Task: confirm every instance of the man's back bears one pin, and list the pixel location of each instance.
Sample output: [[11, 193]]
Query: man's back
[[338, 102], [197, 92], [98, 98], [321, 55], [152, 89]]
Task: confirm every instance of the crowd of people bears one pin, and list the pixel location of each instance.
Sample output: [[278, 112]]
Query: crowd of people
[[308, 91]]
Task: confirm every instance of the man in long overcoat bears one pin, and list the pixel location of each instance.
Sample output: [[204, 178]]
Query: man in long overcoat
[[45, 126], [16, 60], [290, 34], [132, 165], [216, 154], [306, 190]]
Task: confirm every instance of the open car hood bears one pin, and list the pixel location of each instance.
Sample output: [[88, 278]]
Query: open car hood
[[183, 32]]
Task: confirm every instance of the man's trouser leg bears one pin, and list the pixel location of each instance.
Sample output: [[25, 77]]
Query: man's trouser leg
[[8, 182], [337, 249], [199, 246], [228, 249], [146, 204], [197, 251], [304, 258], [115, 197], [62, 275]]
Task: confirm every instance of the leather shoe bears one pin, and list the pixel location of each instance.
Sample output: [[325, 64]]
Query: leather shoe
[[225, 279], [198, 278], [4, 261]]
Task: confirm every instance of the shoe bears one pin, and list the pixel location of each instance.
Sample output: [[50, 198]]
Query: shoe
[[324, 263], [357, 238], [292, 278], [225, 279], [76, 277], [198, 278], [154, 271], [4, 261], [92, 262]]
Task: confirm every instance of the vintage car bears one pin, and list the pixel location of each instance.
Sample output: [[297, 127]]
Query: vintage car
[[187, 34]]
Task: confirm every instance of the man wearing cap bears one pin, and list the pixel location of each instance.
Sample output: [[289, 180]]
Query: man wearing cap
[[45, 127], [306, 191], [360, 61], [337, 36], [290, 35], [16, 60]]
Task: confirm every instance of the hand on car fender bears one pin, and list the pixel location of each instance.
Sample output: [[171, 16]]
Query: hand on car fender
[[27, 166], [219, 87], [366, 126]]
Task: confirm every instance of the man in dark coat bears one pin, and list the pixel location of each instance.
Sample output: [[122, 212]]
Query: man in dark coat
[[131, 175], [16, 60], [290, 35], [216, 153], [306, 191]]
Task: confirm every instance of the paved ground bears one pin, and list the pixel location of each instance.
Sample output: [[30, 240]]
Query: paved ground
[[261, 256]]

_WHAT THE TASK REQUIRES_. Transcribe the rows verbatim, beginning at the first line of the rows and stopping after the line that contains "[[338, 102], [197, 92], [98, 98], [321, 55], [152, 89]]".

_REPLY TO THE TASK_.
Task: confirm every instance of the man's back bears one pin, and list the pixel location of each instance.
Sample output: [[11, 193]]
Query: man's back
[[338, 102], [197, 92], [98, 98], [321, 55], [152, 89]]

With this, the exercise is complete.